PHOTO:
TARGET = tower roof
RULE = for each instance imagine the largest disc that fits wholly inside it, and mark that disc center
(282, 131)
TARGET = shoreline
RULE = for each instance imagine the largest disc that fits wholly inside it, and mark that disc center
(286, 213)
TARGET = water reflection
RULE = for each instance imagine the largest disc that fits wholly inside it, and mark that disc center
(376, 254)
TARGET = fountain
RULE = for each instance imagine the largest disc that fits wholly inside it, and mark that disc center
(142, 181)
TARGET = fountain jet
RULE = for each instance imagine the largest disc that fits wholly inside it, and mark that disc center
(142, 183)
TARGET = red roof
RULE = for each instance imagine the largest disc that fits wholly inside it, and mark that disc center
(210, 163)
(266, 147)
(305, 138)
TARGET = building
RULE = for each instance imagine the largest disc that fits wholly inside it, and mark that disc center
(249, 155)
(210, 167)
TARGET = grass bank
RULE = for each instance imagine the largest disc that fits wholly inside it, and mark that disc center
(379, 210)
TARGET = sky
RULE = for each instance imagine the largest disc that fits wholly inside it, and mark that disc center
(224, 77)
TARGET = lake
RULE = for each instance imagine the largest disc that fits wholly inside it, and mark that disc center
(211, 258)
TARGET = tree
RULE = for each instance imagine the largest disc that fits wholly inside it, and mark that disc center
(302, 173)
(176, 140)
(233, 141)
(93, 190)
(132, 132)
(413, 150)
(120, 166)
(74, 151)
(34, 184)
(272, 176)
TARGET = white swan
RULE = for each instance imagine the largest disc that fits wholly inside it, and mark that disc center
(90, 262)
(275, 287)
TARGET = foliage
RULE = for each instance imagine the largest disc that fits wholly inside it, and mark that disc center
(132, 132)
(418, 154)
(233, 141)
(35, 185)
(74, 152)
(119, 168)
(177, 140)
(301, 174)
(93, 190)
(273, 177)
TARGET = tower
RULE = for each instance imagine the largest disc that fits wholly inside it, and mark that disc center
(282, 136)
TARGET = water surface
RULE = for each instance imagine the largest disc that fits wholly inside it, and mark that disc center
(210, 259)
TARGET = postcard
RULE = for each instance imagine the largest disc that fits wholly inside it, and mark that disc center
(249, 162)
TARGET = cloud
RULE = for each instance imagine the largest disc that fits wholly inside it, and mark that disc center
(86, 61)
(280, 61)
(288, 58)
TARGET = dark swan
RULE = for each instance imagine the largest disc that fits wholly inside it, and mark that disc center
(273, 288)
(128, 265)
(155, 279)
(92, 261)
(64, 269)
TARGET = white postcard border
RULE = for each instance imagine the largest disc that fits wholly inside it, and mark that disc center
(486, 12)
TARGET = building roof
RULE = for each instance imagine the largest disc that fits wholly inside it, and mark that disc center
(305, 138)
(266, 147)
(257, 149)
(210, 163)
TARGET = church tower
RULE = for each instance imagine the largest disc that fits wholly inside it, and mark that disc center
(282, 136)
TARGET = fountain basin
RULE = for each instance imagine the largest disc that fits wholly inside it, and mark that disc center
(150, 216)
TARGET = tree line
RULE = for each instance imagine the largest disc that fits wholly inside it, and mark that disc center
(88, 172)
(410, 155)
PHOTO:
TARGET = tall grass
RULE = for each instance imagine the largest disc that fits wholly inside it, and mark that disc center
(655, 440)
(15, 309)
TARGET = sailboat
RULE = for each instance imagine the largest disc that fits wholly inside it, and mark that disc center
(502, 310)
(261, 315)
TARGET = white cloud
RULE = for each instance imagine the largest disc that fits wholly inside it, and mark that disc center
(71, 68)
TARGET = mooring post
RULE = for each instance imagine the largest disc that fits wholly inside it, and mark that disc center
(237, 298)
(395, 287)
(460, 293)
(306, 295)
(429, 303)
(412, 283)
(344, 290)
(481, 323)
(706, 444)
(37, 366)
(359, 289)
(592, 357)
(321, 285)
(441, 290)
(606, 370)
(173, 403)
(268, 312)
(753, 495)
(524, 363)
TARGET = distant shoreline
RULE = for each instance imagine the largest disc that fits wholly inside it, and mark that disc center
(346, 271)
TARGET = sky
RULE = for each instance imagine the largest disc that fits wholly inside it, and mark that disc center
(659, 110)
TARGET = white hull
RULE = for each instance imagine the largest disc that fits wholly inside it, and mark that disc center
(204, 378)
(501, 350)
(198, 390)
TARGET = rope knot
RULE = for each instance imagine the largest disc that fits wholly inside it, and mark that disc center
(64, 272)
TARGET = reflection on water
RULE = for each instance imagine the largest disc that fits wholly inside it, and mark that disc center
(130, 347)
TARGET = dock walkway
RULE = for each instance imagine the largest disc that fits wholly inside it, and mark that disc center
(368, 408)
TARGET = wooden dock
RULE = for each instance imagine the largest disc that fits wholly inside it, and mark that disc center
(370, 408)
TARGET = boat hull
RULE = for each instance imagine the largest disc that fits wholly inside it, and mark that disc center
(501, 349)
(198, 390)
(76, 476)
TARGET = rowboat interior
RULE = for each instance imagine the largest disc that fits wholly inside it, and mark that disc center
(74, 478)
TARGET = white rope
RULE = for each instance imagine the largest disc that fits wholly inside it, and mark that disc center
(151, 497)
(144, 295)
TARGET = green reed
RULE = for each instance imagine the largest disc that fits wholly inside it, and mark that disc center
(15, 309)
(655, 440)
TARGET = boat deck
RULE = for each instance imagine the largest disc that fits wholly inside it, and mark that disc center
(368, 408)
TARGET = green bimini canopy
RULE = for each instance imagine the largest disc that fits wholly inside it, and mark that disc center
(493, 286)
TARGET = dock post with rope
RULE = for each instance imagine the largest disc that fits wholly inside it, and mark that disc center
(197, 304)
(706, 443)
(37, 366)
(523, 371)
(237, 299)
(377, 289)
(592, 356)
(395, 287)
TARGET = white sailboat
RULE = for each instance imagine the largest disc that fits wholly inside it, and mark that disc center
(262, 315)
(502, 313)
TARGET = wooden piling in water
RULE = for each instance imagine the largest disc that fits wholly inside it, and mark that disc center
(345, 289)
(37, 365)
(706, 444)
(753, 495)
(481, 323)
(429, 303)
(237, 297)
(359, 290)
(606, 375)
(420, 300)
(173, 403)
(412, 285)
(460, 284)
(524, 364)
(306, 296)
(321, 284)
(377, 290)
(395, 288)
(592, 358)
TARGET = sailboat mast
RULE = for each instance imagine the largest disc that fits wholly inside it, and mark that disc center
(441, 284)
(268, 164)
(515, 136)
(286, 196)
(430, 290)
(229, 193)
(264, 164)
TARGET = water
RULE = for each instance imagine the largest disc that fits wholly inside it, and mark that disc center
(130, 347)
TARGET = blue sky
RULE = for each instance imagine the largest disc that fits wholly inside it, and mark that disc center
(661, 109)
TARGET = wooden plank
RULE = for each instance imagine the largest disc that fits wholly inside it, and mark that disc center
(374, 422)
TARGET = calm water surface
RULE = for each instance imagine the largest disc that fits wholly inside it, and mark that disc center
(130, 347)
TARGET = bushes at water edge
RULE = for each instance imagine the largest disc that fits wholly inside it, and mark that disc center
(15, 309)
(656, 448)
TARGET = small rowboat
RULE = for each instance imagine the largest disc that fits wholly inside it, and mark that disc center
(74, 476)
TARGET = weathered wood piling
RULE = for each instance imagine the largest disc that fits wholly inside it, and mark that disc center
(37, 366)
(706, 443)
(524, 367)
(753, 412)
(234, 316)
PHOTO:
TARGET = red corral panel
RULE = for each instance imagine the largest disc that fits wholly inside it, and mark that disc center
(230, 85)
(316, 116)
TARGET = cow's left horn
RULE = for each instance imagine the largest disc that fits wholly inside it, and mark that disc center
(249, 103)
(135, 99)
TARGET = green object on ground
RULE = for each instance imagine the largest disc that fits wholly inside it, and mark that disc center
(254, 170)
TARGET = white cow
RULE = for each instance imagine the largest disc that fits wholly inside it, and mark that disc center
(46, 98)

= EXERCISE =
Every line that holds the string "water" must be copied from the records above.

= WORKED SOLUTION =
TARGET = water reflection
TARGET = water surface
TARGET = reflection on water
TARGET = wooden piling in water
TARGET = water
TARGET = calm water surface
TARGET = bushes at water edge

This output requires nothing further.